▶ Task statement: Since each line must match the original, copy out the records with no differences at all.

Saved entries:

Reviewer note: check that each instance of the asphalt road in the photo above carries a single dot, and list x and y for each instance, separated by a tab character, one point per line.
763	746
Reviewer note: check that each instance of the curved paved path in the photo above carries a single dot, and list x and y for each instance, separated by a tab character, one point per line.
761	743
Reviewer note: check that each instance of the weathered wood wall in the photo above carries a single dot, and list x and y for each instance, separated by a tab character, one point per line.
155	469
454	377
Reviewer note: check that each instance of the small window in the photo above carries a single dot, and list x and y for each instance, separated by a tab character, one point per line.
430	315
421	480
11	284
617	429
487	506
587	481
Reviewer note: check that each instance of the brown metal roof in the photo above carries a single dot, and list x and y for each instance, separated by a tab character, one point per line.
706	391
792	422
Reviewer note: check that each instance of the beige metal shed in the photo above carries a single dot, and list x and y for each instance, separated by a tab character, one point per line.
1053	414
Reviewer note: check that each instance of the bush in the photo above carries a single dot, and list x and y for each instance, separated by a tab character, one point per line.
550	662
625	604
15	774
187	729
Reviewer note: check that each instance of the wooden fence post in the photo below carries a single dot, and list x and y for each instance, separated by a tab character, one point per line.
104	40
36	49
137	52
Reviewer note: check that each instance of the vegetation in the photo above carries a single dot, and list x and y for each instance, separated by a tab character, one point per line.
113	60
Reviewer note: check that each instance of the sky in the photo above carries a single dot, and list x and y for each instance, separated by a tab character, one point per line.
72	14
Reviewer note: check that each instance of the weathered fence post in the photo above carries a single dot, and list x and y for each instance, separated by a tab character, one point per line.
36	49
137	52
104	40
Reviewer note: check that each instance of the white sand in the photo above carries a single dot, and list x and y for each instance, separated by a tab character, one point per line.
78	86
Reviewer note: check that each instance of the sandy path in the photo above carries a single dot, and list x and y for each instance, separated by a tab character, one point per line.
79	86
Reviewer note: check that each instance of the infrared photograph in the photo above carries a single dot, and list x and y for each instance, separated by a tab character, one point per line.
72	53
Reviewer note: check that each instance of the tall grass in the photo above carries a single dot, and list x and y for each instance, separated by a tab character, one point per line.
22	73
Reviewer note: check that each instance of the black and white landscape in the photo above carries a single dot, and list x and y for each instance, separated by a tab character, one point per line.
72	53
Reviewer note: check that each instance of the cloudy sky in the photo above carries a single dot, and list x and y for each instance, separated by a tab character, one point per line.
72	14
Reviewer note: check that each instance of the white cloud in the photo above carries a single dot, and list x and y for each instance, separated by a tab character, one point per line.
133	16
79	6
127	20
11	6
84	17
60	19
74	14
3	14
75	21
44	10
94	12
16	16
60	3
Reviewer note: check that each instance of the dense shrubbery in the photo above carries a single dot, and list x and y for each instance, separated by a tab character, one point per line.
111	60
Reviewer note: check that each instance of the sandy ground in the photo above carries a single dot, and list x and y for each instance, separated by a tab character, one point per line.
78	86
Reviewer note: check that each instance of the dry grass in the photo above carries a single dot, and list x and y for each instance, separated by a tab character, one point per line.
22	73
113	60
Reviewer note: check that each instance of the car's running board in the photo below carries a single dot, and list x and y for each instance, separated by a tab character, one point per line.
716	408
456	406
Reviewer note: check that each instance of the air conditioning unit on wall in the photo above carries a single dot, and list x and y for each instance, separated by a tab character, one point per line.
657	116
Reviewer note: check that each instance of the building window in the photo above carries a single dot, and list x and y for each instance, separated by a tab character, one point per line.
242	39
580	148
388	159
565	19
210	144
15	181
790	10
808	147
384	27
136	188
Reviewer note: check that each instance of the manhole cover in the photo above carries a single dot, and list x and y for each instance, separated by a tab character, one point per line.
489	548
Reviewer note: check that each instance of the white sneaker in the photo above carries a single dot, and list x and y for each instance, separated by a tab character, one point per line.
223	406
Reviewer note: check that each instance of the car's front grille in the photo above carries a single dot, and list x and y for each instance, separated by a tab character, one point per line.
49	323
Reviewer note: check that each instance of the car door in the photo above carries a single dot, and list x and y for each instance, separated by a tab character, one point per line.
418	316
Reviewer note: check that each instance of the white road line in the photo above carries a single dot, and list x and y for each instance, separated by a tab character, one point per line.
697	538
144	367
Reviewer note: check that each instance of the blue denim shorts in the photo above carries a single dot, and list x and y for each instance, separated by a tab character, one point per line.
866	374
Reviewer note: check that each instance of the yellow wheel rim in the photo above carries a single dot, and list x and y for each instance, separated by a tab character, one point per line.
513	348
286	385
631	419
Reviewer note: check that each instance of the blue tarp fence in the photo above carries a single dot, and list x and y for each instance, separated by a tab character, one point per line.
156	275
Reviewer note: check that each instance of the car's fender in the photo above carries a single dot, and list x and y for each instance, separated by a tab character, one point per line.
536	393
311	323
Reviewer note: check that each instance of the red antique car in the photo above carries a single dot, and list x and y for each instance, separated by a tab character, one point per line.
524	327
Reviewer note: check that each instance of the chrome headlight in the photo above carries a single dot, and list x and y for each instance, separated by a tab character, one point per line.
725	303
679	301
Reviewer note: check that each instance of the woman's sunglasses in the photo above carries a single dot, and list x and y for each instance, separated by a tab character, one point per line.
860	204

▶ Answer space:
Reviewer note: check that each instance of the asphalt road in the photo above carries a single dot, and list x and y for each instance, separated by a tab character, one point per line.
763	746
Reviewer note: check that each instance of the curved paved path in the photo above carries a single dot, and list x and y for each instance, separated by a tab character, one point per line.
761	743
Reviewer note: check that each instance of the weathered wood wall in the photo above carries a single dot, and list x and y for each instance, separated by a tab character, one point per line.
155	469
454	377
Reviewer note: check that each instance of the small window in the photo above carries a single dot, and list x and y for each instance, separated by a tab character, one point per line.
430	315
421	480
11	284
617	429
487	506
587	481
Reviewer note: check that each instance of the brown metal roof in the photo above carries a single dot, and list x and y for each instance, separated by a tab character, one point per line.
706	391
792	422
Reviewer note: check that each instance of the beige metal shed in the photo above carries a single dot, and list x and y for each instance, separated by a tab character, one point per line.
1053	414
Reviewer note: check that each instance of the bush in the photo above carries a single dot, and list x and y for each instance, separated by a tab character, one point per line.
550	662
625	604
15	774
187	729
Reviewer note: check that each instance of the wooden fence post in the photo below carries a single dot, and list x and y for each instance, separated by a tab character, one point per line.
104	40
36	49
137	52
Reviewer note: check that each instance of the vegetation in the photo above carries a single dot, and list x and y for each instance, separated by a tab character, one point per line.
113	60
Reviewer note: check that each instance of the sky in the photo above carries a single dot, and list x and y for each instance, separated by a tab character, one point per line.
72	14
Reviewer note: check that each instance of the weathered fence post in the photo above carries a single dot, and list x and y for each instance, separated by a tab character, one point per line.
36	49
137	52
104	40
Reviewer note: check that each instance of the white sand in the photo above carries a single dot, and list x and y for each instance, separated by a tab character, one point per line.
78	86
Reviewer note: check that each instance of the sandy path in the photo above carries a single dot, and list x and y for each instance, separated by a tab character, one point per line.
79	86
Reviewer note: check that each instance of the infrared photograph in the photo above carries a single dot, and list x and y for each instance, separated by a tab character, one point per line.
72	53
Reviewer note: check that each instance of the tall grass in the photo above carries a single dot, and list x and y for each instance, separated by a tab character, one point per line.
22	73
Reviewer note: check that each instance of the black and white landscape in the photo above carries a single dot, and list x and y for each instance, separated by a tab character, one point per line.
72	53
Reviewer note: check that each instance of the cloudy sky in the photo above carries a single dot, and list x and y for each instance, separated by a tab character, one point per line.
72	14
Reviewer note: check that each instance of the white cloud in the photo above carries a single dot, and list x and y for each instance, separated by a tab character, one point per line.
133	16
79	6
127	20
11	6
84	17
60	19
74	14
3	14
75	21
44	10
94	12
16	16
60	3
Reviewer note: check that each instance of the dense shrubbery in the photo above carries a single dot, and list x and y for each instance, separated by a tab character, one point per line.
111	60
Reviewer note: check that each instance of the sandy ground in the photo above carries a single dot, and list x and y for each instance, separated by a tab character, one point per line.
78	86
Reviewer note: check that each instance of the dry grass in the photo above carries a single dot, and list x and y for each instance, separated by a tab character, one point per line.
22	73
113	60
Reviewer note: check that each instance of the car's running board in the photo below carries a single dot, and list x and y for each instance, separated by a tab character, one point per line.
716	408
456	406
Reviewer note: check that each instance of the air conditioning unit on wall in the photo above carries a single dot, and list x and y for each instance, separated by a tab character, one point per line.
657	116
Reviewer note: check that each instance of the building window in the photo above carries a single dot, and list x and y for each instance, separated by a tab character, one point per line.
242	39
580	148
388	159
565	19
210	144
15	181
790	10
808	147
384	27
136	188
Reviewer note: check that each instance of the manhole cover in the photo above carries a single dot, and list x and y for each instance, separated by a tab character, one point per line.
489	548
Reviewer note: check that each instance of the white sneaker in the photo above carries a single dot, and list x and y for each instance, separated by a tab character, one point per line.
223	406
Reviewer note: check that each instance of the car's front grille in the photo above carries a single dot, and list x and y for each instance, separated by a tab character, one point per line.
49	323
Reviewer note: check that each instance of the car door in the photo above carries a single dot, and list x and y for each instance, separated by a tab character, one point per line.
418	316
Reviewer note: check that each instance of the white road line in the photo above carries a single dot, and list x and y for each instance, separated by a tab character, one point per line.
697	538
144	367
Reviewer note: check that each instance of the blue denim shorts in the photo above carries a single dot, and list x and y for each instance, separated by a tab character, one point per line.
866	374
Reviewer note: check that each instance of the yellow wheel rim in the photo above carries a single dot, and list x and y for each instance, separated by a tab character, one point per line.
513	348
286	385
631	419
Reviewer note: check that each instance of the blue tarp fence in the photo above carries a single dot, and list x and y for each instance, separated by a tab character, one point per line.
156	275
Reviewer note: check that each instance of the car's fender in the photo above carries a single dot, and list x and y for each instance, separated by a tab character, one point per line.
536	393
311	323
Reviewer note: check that each instance of the red antique car in the photo above carries a single dot, and list x and y for each instance, separated by a tab character, one point per line.
524	327
Reviewer note: check that each instance of the chrome headlight in the photo above carries a single dot, and list x and y for each instance, separated by a tab character, one point per line.
725	303
679	301
Reviewer note: check that each instance of the woman's sunglasses in the photo above carries a single dot, and list x and y for each instance, separated by a tab character, one point per line.
860	204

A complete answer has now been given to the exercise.